Quote the lines below exactly, from the one that holds "You are given a photograph. Could you point to the boulder" through the final line of the records, and only those.
## BEGIN
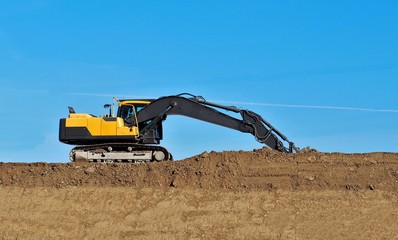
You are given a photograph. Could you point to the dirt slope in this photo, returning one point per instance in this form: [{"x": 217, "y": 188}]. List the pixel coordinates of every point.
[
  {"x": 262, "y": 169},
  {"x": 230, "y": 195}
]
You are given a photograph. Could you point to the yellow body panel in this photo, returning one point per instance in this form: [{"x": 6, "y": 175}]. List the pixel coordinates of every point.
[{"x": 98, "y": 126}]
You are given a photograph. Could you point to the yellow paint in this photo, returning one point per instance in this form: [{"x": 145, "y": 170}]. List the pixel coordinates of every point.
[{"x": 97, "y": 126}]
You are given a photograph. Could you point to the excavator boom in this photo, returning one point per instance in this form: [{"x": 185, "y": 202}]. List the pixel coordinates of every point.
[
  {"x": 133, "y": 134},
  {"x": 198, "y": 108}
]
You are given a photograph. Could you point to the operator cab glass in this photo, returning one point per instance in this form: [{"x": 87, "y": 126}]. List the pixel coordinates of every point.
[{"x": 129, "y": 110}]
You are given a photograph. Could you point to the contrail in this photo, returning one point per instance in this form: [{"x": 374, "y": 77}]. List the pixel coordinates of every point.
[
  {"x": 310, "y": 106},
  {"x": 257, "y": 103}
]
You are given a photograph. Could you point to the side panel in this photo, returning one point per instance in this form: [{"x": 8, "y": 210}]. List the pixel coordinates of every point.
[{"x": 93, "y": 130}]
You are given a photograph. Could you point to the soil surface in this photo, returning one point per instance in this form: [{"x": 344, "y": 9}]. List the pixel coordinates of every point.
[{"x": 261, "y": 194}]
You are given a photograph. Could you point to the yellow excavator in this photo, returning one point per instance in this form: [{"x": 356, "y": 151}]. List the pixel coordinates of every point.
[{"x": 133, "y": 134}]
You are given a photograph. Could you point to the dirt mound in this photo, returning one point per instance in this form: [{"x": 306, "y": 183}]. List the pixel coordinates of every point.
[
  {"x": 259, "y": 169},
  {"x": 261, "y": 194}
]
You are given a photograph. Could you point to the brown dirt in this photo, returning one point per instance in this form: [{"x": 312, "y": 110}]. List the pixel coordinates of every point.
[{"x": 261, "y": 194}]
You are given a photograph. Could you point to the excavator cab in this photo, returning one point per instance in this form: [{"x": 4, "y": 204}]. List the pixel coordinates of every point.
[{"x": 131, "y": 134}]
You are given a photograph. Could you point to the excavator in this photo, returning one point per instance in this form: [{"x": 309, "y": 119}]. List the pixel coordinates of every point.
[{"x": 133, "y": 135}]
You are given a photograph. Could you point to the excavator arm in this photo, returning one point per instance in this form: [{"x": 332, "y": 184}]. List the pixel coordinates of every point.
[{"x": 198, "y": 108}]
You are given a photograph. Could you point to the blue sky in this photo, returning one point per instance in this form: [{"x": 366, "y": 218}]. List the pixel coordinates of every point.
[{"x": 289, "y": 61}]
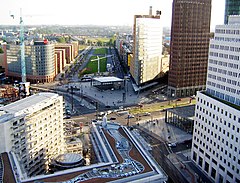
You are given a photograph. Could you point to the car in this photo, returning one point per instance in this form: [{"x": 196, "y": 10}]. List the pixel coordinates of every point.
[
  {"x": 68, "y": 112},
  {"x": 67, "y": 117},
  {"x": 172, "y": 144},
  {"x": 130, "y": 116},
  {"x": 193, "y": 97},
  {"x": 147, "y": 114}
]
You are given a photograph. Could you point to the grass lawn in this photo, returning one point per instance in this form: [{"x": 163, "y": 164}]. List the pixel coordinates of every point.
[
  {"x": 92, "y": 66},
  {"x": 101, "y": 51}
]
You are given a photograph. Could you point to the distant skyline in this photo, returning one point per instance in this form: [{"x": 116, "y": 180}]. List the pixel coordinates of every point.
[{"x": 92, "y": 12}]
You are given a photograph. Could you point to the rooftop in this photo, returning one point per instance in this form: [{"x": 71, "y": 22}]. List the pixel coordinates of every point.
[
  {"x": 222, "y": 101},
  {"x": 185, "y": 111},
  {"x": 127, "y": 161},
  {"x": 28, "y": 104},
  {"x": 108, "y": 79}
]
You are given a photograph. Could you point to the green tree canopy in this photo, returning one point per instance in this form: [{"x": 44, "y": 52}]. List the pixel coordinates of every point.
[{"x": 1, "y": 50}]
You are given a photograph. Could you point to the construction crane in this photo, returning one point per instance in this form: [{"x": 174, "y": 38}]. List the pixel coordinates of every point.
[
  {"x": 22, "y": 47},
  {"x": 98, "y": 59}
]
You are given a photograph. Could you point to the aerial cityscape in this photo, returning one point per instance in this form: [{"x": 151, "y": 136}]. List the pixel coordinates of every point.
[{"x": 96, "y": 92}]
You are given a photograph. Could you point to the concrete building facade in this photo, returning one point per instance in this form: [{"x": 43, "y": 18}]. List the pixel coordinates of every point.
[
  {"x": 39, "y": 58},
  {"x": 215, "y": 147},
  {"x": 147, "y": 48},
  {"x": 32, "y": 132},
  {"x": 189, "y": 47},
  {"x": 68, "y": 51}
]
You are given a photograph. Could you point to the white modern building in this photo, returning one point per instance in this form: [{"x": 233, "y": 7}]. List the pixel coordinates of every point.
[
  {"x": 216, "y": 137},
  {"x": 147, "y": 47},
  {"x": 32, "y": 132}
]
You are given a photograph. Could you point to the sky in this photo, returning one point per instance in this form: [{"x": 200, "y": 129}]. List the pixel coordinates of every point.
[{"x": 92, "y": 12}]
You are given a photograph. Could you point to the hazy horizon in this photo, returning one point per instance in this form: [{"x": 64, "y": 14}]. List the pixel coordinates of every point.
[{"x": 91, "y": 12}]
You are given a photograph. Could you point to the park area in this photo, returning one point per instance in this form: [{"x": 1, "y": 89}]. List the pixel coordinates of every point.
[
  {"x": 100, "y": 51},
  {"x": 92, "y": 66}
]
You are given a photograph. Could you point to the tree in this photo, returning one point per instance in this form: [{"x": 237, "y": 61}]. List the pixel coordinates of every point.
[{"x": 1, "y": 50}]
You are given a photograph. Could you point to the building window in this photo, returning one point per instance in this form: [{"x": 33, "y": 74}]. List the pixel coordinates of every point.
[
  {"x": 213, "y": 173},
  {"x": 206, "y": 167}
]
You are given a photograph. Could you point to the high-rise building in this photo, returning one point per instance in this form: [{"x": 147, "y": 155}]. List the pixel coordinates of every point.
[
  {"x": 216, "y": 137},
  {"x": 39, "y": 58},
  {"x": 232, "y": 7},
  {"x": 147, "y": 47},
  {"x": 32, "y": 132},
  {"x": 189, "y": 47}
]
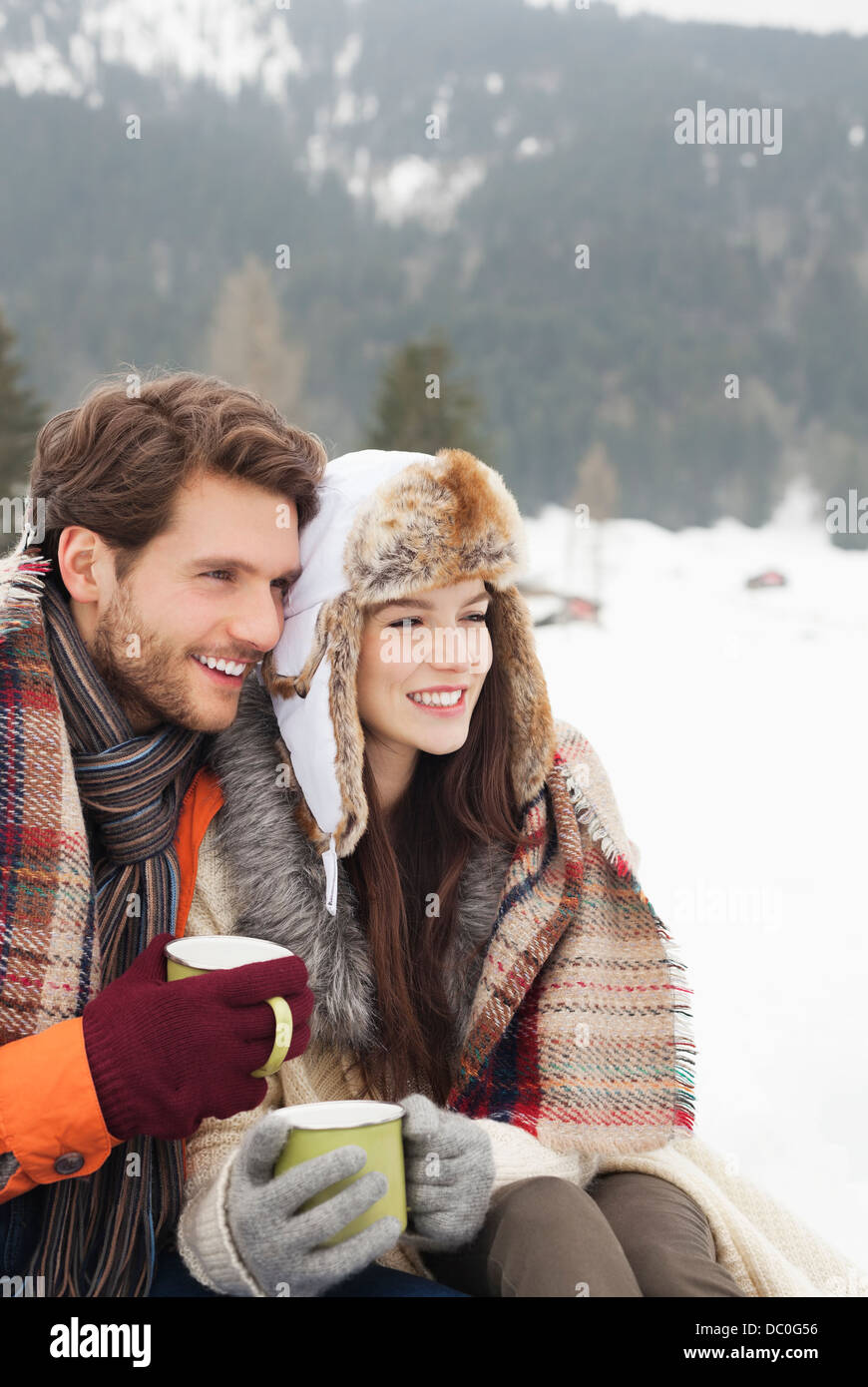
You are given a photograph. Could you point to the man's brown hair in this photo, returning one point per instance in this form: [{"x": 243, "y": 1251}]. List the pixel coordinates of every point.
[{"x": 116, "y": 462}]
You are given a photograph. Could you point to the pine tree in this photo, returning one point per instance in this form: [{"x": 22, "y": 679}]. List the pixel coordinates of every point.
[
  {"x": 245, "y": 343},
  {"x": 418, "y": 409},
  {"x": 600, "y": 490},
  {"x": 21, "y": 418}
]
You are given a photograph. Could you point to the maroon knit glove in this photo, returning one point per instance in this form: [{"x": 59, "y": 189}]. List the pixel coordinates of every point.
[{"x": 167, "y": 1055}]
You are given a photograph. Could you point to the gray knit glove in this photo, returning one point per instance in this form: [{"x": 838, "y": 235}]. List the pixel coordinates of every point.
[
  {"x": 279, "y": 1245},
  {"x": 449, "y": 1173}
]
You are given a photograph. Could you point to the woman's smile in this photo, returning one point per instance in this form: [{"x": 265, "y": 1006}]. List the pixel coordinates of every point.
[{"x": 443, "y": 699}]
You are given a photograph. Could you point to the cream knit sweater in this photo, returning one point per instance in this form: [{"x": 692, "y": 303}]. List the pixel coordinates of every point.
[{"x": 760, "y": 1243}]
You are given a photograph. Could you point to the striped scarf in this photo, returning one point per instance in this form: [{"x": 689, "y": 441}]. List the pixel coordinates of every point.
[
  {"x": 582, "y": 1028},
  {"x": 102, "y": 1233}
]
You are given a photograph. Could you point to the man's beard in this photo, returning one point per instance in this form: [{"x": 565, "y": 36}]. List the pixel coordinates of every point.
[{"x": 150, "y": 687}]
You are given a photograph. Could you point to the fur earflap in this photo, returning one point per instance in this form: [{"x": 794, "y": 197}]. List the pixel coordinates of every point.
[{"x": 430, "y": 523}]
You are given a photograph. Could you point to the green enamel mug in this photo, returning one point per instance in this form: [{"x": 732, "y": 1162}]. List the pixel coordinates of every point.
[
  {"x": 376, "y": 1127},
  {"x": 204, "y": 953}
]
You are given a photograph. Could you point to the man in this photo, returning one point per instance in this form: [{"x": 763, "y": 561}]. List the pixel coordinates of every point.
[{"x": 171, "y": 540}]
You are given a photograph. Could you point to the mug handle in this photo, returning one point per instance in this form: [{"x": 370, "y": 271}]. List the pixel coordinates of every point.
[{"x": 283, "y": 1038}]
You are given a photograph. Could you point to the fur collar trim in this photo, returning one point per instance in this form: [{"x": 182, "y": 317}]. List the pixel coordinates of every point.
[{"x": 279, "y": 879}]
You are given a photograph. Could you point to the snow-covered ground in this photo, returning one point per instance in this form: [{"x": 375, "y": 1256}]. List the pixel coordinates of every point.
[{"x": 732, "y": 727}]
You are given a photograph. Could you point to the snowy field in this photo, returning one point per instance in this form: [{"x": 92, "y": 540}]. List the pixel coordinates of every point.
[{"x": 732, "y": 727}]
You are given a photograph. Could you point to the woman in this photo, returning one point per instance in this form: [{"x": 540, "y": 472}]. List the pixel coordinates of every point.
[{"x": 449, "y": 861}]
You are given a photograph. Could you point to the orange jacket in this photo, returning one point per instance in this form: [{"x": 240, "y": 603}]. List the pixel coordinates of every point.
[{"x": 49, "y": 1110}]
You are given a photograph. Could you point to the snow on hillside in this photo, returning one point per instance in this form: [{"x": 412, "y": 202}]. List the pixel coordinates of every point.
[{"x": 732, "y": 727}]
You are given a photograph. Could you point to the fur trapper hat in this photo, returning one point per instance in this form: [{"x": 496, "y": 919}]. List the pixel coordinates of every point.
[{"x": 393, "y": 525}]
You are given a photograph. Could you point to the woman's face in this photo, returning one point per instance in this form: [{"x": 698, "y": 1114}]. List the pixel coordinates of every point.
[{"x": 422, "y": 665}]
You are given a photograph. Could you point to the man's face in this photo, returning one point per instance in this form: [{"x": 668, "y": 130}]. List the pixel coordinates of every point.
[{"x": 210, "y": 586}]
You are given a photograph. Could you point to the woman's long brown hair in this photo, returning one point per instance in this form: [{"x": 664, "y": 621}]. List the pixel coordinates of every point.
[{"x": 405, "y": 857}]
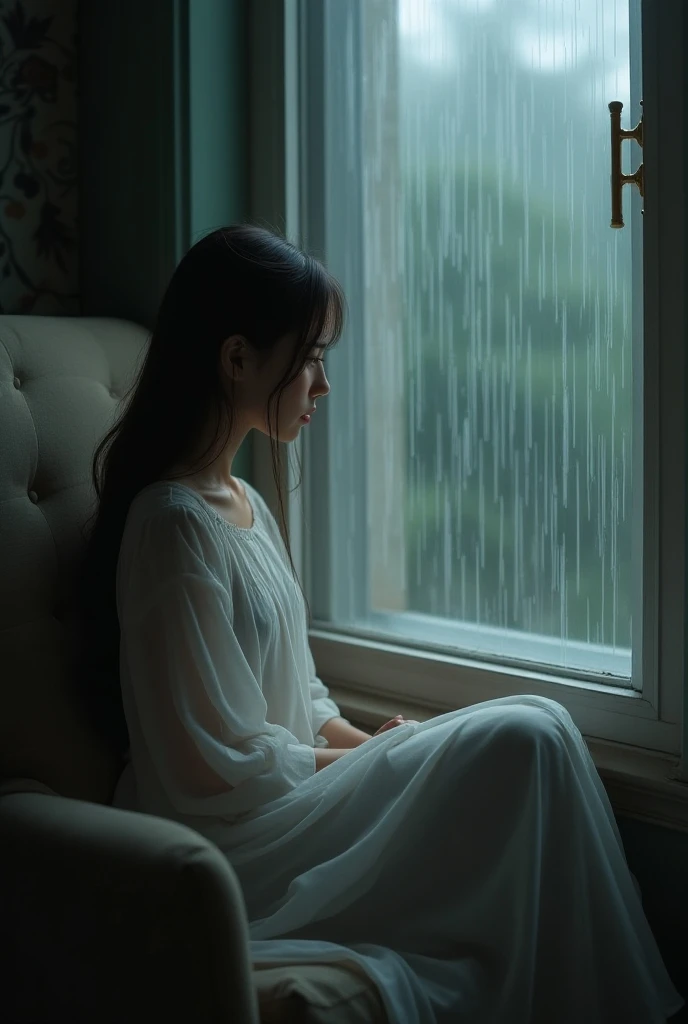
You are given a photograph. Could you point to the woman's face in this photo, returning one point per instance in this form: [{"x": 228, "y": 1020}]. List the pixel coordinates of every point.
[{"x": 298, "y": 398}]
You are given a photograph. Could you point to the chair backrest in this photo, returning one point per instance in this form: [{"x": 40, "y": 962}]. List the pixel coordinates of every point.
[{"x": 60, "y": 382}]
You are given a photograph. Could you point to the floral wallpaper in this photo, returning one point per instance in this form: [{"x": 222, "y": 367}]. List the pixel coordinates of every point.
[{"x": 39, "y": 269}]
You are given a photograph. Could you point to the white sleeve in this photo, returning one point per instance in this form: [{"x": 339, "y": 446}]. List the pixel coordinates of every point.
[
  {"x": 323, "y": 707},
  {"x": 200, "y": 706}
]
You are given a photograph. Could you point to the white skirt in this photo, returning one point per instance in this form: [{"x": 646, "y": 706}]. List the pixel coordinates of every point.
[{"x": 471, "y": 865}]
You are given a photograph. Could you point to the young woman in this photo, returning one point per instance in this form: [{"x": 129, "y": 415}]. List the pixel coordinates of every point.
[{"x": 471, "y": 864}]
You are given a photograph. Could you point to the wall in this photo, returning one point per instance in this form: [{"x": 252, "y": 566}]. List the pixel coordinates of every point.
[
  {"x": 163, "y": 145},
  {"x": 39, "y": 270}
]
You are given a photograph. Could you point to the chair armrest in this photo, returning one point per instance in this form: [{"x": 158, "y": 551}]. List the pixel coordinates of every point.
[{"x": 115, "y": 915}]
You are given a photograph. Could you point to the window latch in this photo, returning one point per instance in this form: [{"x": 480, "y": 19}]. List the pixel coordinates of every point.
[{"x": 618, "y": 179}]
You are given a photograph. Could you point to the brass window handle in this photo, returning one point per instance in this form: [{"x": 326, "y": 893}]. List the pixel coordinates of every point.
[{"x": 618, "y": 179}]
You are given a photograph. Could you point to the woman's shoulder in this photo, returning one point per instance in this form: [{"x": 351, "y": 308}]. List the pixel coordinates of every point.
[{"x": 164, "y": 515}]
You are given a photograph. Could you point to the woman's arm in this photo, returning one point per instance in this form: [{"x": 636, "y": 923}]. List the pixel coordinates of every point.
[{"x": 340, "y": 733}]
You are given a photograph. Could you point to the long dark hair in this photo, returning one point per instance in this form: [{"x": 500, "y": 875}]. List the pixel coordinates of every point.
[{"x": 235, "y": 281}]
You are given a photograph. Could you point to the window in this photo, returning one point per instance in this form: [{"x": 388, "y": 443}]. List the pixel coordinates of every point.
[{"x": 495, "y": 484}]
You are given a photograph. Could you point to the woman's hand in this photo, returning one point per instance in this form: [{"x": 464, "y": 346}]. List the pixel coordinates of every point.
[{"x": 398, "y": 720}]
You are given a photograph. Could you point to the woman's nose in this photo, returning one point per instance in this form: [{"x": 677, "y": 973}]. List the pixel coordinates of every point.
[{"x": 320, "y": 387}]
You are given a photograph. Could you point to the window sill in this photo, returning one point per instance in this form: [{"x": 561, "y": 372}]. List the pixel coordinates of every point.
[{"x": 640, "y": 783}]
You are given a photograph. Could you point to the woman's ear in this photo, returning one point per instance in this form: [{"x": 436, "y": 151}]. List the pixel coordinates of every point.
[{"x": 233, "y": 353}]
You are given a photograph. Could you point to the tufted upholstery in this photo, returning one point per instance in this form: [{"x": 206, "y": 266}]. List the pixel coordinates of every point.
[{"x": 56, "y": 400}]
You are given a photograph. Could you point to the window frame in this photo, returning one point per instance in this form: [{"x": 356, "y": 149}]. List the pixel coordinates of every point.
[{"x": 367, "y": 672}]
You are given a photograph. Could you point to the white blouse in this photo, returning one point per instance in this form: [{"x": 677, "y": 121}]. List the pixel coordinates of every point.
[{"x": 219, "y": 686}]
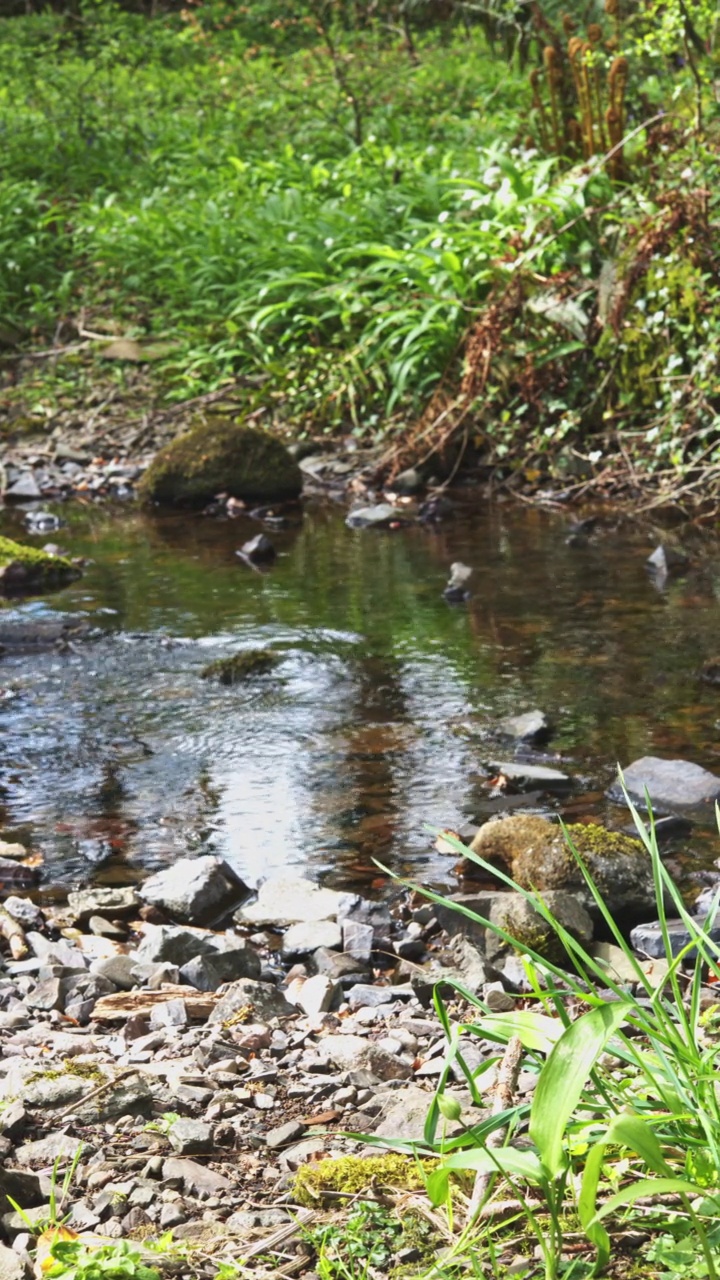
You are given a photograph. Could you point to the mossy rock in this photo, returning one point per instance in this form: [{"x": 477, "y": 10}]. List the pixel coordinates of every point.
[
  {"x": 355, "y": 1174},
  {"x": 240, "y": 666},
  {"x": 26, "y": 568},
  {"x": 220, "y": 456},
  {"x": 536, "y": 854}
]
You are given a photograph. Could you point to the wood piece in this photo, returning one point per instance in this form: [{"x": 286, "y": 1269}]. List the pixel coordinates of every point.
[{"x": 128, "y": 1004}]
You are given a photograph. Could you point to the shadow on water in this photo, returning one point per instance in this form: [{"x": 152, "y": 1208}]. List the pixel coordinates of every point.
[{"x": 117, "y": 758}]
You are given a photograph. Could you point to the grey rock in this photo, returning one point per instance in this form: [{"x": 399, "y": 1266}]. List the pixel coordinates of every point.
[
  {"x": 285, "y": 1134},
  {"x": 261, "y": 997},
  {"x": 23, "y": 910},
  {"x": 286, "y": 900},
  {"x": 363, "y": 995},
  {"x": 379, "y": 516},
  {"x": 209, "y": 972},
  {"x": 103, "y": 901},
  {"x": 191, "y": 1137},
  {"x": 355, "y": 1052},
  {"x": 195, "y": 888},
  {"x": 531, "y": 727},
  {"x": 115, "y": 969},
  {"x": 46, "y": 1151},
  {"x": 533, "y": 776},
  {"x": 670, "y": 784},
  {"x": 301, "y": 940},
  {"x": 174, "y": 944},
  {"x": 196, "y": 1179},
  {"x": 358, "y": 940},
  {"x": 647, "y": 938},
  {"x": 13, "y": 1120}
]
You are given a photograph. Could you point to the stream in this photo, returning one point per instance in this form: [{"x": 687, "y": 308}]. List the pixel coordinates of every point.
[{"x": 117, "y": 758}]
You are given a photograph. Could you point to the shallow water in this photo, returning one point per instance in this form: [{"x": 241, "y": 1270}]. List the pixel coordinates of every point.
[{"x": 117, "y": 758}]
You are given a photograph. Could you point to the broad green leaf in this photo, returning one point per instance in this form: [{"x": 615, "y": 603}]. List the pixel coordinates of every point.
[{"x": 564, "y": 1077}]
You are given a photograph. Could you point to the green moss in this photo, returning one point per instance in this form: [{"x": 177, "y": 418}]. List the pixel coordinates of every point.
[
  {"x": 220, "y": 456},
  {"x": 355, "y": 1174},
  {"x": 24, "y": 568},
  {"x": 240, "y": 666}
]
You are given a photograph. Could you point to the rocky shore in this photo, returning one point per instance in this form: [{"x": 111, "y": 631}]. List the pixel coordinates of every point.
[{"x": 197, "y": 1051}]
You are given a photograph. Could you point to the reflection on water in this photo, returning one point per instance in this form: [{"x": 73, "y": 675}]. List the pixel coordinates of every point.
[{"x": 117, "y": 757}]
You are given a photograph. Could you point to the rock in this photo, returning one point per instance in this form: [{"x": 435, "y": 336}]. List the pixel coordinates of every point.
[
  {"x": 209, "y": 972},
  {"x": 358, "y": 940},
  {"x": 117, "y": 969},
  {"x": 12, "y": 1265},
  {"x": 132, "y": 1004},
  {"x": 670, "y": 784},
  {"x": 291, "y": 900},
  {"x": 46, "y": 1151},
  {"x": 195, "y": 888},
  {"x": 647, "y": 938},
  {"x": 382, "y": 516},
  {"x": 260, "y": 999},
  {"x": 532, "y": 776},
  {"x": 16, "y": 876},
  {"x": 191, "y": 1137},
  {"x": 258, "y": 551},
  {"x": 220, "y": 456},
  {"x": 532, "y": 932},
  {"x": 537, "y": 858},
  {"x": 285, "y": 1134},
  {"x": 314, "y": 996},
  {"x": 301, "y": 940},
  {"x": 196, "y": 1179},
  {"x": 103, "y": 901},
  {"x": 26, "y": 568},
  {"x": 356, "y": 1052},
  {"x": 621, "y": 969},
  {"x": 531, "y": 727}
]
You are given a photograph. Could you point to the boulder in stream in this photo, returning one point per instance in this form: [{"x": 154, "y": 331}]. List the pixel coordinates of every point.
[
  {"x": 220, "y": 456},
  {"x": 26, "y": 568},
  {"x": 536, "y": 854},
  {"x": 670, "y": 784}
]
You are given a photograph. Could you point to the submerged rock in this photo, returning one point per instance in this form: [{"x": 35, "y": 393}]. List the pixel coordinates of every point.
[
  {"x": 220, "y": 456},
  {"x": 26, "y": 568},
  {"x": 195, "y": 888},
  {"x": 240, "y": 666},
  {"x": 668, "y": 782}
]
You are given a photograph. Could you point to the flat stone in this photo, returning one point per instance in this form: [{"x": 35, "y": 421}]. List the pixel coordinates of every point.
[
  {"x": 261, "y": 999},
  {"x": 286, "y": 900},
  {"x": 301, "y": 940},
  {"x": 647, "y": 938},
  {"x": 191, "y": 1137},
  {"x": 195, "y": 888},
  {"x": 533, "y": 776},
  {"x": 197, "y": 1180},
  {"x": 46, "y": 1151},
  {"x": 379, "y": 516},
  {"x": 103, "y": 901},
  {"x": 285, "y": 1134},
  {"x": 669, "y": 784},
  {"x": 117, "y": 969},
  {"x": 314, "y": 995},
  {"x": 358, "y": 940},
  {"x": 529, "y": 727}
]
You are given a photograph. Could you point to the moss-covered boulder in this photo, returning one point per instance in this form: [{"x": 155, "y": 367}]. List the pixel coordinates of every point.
## END
● The answer
You are given a photograph. Could you point to the boulder in stream in this photo, returning one point per instance in this form: [{"x": 154, "y": 331}]. List the pixel coordinates of every point.
[
  {"x": 220, "y": 456},
  {"x": 26, "y": 568},
  {"x": 536, "y": 854},
  {"x": 670, "y": 784}
]
You are given a photograph. Could you point to the submerged rock in this photo, returning one point per instance in this form: [{"x": 35, "y": 393}]. List the pixel coordinates of every point.
[
  {"x": 220, "y": 456},
  {"x": 26, "y": 568},
  {"x": 195, "y": 888},
  {"x": 240, "y": 666},
  {"x": 668, "y": 782}
]
You are given a photograph. Could you point to the flat stone in this photo, returning one point per instance in this form: [{"x": 35, "y": 421}]. List the pixel coordinates of every point.
[
  {"x": 261, "y": 999},
  {"x": 286, "y": 900},
  {"x": 301, "y": 940},
  {"x": 647, "y": 938},
  {"x": 191, "y": 1137},
  {"x": 195, "y": 888},
  {"x": 533, "y": 776},
  {"x": 197, "y": 1180},
  {"x": 46, "y": 1151},
  {"x": 379, "y": 516},
  {"x": 103, "y": 901},
  {"x": 285, "y": 1134},
  {"x": 669, "y": 784},
  {"x": 117, "y": 969},
  {"x": 314, "y": 995},
  {"x": 358, "y": 940},
  {"x": 529, "y": 727}
]
You are given a photograph. Could you point to the moss-covered boulder in this photo, returning one point per instance in this form: [{"x": 155, "y": 367}]. List the pixel coordinates of every point.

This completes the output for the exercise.